Directions |
Count how many of the lines below contain the word "yellow", and give only that number.

Raw data |
>> Start

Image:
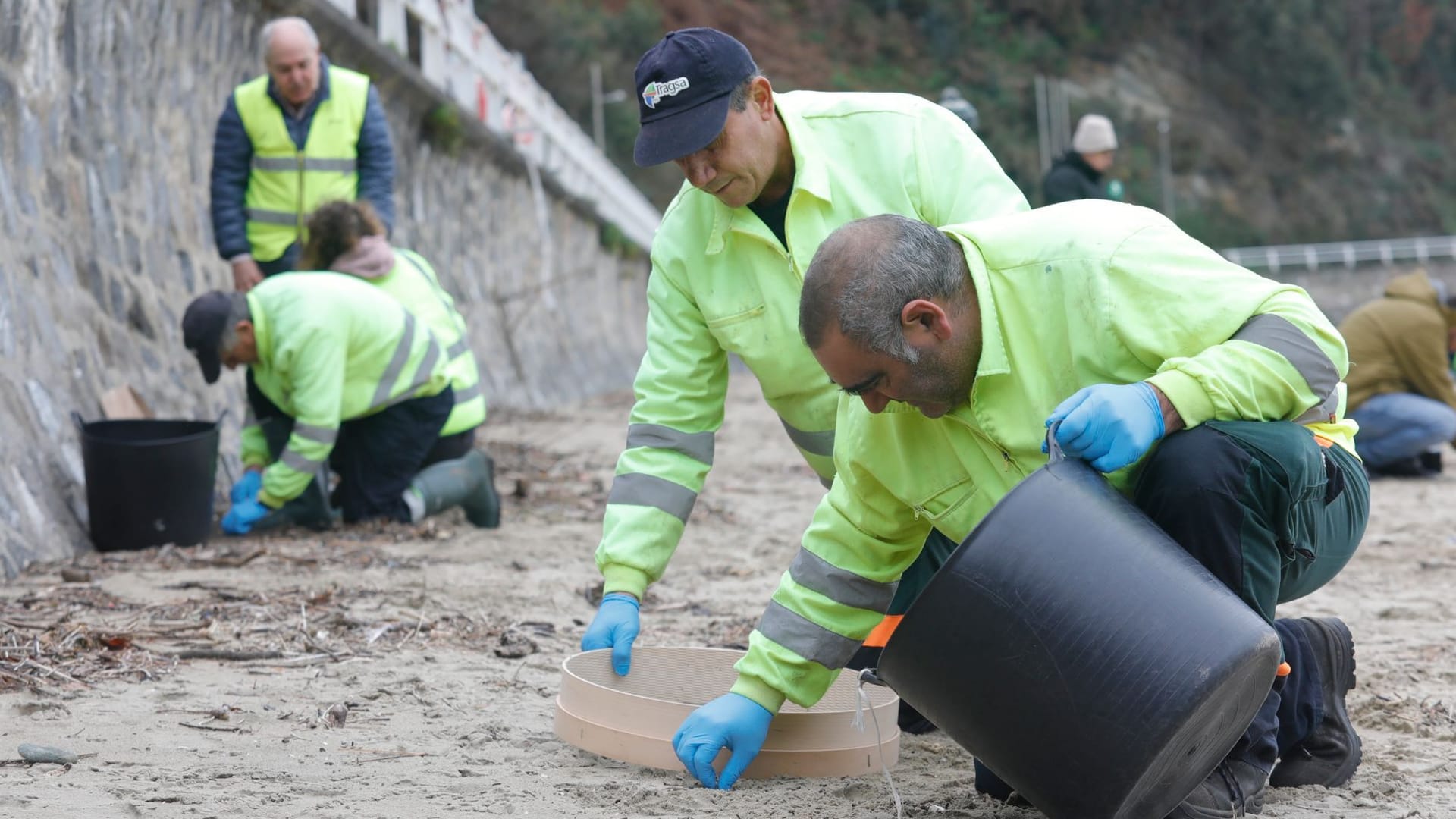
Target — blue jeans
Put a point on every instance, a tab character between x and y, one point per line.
1398	426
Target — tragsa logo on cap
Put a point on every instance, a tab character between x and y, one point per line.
654	91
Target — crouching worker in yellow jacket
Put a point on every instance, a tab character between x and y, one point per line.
348	237
1207	394
340	373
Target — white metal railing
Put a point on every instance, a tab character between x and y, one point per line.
457	53
1346	254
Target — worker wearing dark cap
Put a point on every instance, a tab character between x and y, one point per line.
340	373
767	175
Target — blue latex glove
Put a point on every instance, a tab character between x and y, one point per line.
240	519
615	627
1109	426
248	485
731	722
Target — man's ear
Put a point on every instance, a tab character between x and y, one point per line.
761	93
925	318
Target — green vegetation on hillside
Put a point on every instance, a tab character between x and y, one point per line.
1292	120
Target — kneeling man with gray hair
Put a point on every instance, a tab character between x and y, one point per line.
1212	397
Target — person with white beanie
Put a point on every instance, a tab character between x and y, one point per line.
1078	175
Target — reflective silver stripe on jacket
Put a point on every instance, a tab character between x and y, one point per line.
1324	411
805	639
299	463
699	447
318	435
309	164
273	216
397	363
637	488
816	573
814	444
1277	334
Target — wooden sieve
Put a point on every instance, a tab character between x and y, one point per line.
634	717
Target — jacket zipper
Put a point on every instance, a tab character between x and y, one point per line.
297	212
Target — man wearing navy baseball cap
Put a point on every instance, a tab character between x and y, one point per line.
769	175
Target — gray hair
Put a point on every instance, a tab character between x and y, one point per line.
271	28
237	312
867	271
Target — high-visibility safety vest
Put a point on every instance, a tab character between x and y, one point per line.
1069	297
331	349
286	184
414	283
723	283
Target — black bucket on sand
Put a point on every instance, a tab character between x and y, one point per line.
1078	651
149	482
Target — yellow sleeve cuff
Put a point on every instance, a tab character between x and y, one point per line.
759	691
618	577
1187	397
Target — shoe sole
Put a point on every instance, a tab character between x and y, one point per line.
1340	645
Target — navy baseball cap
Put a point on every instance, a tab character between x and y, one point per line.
683	86
202	325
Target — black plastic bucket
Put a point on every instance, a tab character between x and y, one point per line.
1078	651
149	482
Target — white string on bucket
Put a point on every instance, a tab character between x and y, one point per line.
862	704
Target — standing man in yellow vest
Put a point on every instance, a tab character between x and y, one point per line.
289	140
767	175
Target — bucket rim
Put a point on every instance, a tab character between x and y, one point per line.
89	430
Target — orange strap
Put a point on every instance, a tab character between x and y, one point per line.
881	634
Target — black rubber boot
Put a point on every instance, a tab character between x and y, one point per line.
468	482
1331	752
1234	789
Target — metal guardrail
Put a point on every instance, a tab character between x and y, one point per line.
1345	254
455	50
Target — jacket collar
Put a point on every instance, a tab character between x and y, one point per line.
993	343
810	177
262	333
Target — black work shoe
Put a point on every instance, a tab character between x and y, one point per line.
1331	752
1234	789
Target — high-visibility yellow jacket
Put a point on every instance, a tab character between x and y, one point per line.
1071	297
414	283
723	283
331	349
286	184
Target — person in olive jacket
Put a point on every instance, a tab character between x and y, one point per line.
1401	388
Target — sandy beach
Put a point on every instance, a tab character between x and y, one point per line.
394	670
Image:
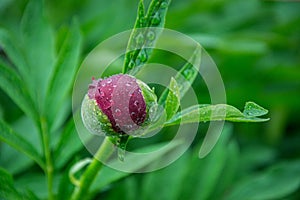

>> End

Written answer |
4